• Short problem
Copy out the SR 41 route description below word for word, with nothing added or left out.
--- Start Source excerpt ---
SR 41 begins at a stop-controlled T-intersection with SR 360 (Old Richmond Road) in an unincorporated area of Pittsylvania County. The route starts as a four-lane divided highway and within 0.2 mi of its southern terminus, it has an interchange with the US 29 freeway. After the interchange, SR 41 crosses over Falls Creek and a railroad on a 640 ft, curved bridge. While traveling over the bridge, the route enters the city limits of Danville. The route has only a few driveways and one road intersection before its intersection with SR 293 (Main Street). The highway then heads northwest through a more residential neighborhood and intersects US 29 Bus. (Piney Forest Road) before leaving the independent city and reentering Pittsylvania County. SR 41 passes through the unincorporated communities of Mount Hermon and Pleasant Gap, where the highway crosses White Oak Mountain. The state highway curves west then veers north at Swansonville. SR 41 reaches its northern terminus at SR 57 (Callands Road) in Callands. The state highway follows the height of land north of the watershed of the Sandy River, which empties into the Dan River in Danville. To the north of SR 41 are the watersheds of Little Falls Creek east of White Oak Mountain and the Bannister River west of the mountain; these streams empty into the Dan River at Danville and near South Boston, respectively.
--- End Source excerpt ---
--- Start Provided data ---
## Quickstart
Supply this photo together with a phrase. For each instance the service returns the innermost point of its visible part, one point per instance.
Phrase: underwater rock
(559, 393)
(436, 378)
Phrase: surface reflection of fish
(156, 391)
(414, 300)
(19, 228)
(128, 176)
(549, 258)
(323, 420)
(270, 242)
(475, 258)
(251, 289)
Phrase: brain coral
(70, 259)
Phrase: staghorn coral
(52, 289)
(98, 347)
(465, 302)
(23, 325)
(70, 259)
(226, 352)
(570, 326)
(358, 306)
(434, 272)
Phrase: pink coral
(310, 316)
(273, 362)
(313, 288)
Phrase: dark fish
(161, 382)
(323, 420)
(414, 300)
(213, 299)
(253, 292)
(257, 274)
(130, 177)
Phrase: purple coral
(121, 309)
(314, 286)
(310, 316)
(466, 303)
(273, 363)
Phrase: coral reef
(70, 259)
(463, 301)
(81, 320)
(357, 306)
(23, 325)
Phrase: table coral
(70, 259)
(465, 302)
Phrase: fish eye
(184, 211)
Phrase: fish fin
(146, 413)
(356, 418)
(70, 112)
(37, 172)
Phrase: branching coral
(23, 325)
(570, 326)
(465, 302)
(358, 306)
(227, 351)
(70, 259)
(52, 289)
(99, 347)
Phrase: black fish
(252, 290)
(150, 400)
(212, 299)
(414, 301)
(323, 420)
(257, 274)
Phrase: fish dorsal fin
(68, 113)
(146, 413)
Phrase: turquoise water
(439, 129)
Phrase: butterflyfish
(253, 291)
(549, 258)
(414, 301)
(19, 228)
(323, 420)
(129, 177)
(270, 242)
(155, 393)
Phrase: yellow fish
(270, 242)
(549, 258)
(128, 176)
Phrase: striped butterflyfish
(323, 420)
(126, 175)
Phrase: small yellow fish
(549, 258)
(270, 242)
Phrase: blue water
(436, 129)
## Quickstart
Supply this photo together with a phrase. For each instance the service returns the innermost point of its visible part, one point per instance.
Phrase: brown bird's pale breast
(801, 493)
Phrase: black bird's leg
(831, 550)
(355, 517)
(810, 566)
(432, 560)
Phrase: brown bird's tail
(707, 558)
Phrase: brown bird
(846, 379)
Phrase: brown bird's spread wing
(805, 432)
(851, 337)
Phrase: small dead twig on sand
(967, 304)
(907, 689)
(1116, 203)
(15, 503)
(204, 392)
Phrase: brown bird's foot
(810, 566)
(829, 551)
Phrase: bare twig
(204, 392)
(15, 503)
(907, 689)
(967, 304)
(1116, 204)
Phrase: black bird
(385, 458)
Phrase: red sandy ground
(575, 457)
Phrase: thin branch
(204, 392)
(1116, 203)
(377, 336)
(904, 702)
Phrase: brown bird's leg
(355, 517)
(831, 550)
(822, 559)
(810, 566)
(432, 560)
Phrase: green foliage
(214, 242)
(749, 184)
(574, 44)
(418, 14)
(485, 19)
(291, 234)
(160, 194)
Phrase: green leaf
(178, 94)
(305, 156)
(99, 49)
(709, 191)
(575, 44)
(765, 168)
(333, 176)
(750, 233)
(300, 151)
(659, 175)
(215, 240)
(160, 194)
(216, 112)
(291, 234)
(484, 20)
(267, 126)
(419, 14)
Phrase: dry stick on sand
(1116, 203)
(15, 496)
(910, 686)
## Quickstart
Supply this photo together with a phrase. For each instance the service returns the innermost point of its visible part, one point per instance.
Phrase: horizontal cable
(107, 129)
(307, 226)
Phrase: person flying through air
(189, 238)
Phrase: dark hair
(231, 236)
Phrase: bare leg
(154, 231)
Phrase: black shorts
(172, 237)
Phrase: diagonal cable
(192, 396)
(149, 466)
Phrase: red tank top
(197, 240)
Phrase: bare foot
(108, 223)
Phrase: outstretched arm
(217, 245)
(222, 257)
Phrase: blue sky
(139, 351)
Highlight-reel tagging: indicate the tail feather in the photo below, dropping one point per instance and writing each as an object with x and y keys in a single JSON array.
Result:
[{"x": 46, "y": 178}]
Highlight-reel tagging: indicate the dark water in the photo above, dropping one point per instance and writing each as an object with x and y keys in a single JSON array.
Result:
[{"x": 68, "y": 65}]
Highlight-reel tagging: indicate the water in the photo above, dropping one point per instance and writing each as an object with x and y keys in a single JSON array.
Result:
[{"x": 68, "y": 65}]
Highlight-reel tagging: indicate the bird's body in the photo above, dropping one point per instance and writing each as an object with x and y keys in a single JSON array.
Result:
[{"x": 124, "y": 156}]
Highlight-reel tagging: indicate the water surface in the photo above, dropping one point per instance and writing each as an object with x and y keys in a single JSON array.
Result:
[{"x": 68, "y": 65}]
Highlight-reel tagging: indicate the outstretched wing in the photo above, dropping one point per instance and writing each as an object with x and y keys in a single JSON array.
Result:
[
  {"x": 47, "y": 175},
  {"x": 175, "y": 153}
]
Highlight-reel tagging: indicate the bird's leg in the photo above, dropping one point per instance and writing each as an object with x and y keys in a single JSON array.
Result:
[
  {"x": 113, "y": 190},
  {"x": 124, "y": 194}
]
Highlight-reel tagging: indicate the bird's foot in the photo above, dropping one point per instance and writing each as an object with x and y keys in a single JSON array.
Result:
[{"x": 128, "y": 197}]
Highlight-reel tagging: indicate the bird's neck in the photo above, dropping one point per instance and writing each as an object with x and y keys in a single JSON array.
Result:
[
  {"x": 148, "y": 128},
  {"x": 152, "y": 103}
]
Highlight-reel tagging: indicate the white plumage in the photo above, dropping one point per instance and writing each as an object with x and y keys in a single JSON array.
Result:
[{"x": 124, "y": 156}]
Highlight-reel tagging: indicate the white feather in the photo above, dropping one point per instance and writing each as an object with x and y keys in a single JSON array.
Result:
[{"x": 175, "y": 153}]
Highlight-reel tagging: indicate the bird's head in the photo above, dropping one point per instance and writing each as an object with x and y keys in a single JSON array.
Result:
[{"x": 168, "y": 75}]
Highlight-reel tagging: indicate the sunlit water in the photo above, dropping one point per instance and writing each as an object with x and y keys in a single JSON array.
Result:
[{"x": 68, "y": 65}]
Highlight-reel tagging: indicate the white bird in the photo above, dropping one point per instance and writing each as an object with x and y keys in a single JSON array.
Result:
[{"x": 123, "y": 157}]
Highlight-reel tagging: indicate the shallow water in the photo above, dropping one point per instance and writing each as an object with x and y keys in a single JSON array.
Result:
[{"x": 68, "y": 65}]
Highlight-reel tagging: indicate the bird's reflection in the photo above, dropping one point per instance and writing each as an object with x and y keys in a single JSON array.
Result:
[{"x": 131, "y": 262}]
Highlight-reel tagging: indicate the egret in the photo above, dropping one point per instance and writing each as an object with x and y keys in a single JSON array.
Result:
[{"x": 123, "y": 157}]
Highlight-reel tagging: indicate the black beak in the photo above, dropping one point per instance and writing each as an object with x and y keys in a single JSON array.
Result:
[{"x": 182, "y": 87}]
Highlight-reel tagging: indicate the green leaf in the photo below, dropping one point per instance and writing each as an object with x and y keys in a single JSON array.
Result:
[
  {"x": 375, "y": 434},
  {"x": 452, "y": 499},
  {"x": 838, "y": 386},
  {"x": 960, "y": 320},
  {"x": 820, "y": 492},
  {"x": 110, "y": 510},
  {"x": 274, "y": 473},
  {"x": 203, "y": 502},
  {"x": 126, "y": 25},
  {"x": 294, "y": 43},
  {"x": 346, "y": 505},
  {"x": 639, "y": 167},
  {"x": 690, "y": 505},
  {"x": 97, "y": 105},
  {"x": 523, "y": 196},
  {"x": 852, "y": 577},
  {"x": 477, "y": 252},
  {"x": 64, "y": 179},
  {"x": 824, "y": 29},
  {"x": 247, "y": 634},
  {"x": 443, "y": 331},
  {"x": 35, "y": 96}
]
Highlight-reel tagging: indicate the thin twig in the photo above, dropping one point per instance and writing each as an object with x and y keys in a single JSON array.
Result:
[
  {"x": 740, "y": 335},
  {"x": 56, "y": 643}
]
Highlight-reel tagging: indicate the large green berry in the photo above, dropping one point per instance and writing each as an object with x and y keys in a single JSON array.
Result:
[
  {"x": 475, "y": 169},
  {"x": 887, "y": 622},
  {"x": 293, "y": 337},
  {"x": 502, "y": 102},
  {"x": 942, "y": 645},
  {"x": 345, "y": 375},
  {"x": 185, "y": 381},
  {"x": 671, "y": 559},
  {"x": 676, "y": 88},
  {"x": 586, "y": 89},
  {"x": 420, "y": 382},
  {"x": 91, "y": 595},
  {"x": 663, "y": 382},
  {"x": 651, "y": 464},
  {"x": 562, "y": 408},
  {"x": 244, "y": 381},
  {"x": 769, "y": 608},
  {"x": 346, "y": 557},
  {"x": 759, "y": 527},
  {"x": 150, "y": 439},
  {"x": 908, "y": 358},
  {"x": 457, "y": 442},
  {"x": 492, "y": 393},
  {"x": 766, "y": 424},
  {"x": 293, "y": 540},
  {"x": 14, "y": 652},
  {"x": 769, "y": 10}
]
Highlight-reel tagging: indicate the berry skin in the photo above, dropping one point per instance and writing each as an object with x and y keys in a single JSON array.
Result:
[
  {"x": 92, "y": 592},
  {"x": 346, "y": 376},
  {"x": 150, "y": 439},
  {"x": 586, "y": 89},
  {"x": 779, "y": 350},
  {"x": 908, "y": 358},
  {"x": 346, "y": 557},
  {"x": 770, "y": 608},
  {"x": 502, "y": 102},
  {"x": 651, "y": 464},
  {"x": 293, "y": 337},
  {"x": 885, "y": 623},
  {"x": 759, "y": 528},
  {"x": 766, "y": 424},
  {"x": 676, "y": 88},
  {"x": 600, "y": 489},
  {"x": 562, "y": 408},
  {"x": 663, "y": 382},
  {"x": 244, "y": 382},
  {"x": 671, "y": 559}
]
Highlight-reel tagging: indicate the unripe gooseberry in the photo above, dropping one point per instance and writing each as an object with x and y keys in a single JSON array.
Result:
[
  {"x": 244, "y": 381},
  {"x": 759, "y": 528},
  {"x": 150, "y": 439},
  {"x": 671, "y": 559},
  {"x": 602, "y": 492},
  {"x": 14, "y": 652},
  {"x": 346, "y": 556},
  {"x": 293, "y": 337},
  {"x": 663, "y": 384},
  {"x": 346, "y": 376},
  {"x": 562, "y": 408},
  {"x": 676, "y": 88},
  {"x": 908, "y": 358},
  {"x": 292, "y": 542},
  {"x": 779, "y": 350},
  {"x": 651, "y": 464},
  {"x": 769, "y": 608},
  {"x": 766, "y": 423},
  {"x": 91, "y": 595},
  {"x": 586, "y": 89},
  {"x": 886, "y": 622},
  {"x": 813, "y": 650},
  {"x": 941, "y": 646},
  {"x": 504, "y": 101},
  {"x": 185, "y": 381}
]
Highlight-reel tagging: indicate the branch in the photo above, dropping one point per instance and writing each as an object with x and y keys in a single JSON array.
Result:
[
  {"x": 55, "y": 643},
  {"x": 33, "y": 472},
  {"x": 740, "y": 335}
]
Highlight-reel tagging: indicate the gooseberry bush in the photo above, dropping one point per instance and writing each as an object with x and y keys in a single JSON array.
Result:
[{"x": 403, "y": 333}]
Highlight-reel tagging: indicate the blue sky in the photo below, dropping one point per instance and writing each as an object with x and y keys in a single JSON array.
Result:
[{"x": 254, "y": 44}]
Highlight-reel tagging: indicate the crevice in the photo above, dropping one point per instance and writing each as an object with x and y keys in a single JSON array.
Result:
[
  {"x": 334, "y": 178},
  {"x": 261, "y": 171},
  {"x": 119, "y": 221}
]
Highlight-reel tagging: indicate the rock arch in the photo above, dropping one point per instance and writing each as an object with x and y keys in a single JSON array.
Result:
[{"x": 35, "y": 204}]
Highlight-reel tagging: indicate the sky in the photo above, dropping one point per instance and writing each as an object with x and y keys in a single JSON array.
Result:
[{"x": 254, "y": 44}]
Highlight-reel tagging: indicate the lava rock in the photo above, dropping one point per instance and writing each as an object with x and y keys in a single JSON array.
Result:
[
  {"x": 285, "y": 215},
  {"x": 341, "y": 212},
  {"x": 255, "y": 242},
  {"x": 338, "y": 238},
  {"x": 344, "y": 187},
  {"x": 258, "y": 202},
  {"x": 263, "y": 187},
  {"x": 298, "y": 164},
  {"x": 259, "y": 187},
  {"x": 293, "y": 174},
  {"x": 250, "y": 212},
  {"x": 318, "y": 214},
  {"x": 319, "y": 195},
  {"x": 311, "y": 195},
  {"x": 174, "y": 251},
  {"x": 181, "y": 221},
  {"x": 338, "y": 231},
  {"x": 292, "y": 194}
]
--- End Provided data ---
• Answer below
SR 41 begins at a stop-controlled T-intersection with SR 360 (Old Richmond Road) in an unincorporated area of Pittsylvania County. The route starts as a four-lane divided highway and within 0.2 mi of its southern terminus, it has an interchange with the US 29 freeway. After the interchange, SR 41 crosses over Falls Creek and a railroad on a 640 ft, curved bridge. While traveling over the bridge, the route enters the city limits of Danville. The route has only a few driveways and one road intersection before its intersection with SR 293 (Main Street). The highway then heads northwest through a more residential neighborhood and intersects US 29 Bus. (Piney Forest Road) before leaving the independent city and reentering Pittsylvania County. SR 41 passes through the unincorporated communities of Mount Hermon and Pleasant Gap, where the highway crosses White Oak Mountain. The state highway curves west then veers north at Swansonville. SR 41 reaches its northern terminus at SR 57 (Callands Road) in Callands. The state highway follows the height of land north of the watershed of the Sandy River, which empties into the Dan River in Danville. To the north of SR 41 are the watersheds of Little Falls Creek east of White Oak Mountain and the Bannister River west of the mountain; these streams empty into the Dan River at Danville and near South Boston, respectively.